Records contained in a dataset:

--- start ---

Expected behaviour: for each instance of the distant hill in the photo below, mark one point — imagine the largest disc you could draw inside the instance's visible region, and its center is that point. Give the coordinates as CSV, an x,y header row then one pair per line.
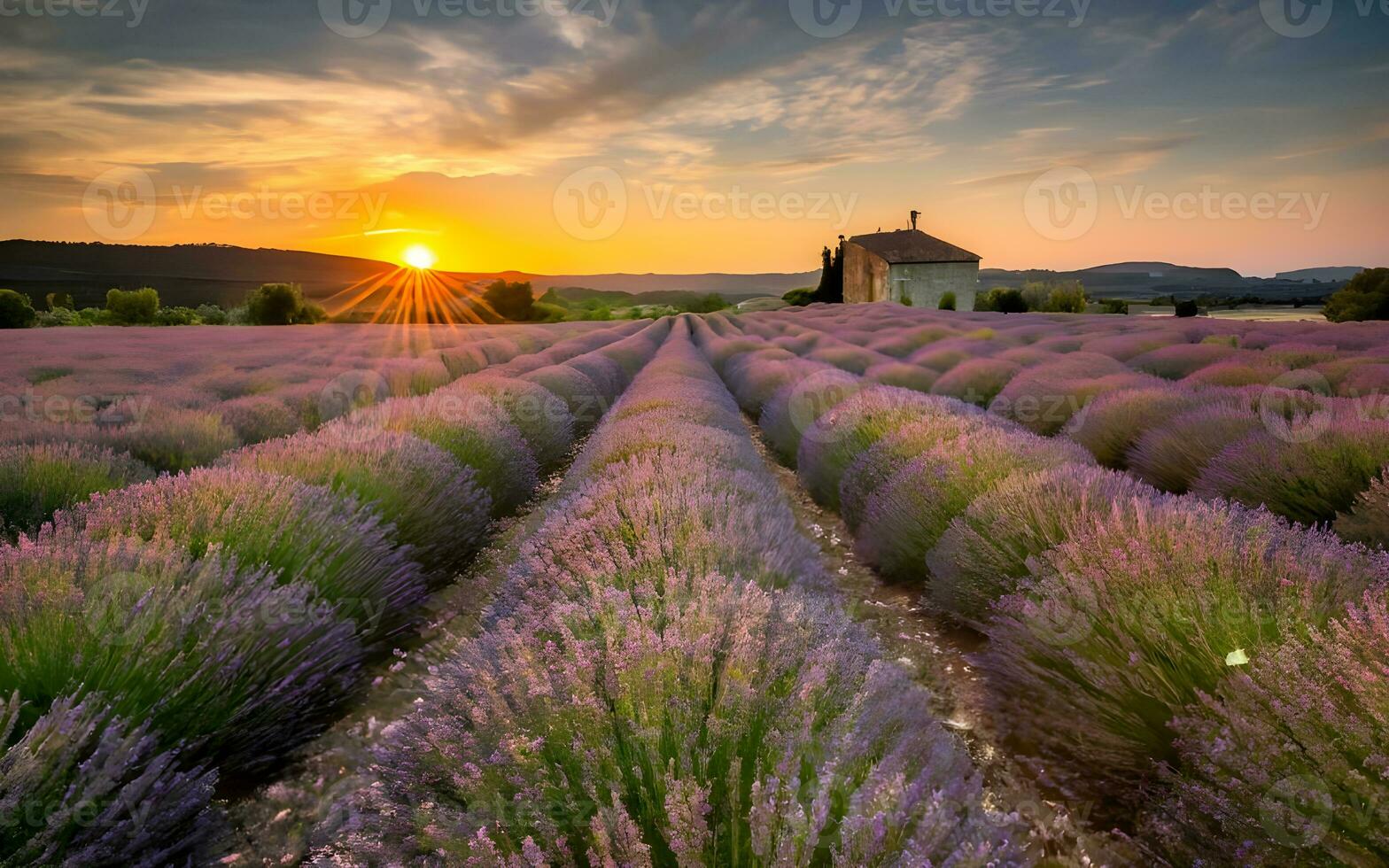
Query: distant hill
x,y
1137,281
220,274
1339,273
193,274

--- end ---

**WHAT THE EXERCISE ASKS:** Can you reproduce every line of the listing above, requests included, but rescale each x,y coordinate in the answers by 0.9, rounding to whole numbers with halves going up? Omit the pictures from your reply.

**TASK ANSWER:**
Expected behaviour: for each instance of the distant hill in the photo below, mark one point — imagine the largest disc you could draw inside the instance's visible region, and its center is that point. Give the coordinates as CSV, an x,y header row then one pair per line.
Query: distant hill
x,y
1023,253
198,247
1205,246
174,247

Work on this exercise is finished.